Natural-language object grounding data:
------------------------------------
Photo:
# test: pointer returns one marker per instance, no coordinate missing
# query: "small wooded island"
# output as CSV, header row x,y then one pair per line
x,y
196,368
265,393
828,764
------------------------------------
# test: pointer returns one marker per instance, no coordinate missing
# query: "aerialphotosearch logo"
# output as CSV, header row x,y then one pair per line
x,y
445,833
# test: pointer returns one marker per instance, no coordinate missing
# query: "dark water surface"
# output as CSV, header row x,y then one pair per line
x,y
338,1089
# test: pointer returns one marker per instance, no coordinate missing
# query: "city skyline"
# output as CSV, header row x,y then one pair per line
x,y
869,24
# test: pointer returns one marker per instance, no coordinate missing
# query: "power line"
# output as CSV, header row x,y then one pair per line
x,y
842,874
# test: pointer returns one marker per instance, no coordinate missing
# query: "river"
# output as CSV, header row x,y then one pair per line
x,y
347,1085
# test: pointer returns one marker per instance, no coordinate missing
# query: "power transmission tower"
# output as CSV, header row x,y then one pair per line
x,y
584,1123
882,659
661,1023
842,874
------------------------------------
INSTRUCTIONS FOR THE TASK: Using the data above, establish how many lines include the word "query"; the reply is that number only.

RESULT FOR THIS EXERCISE: 7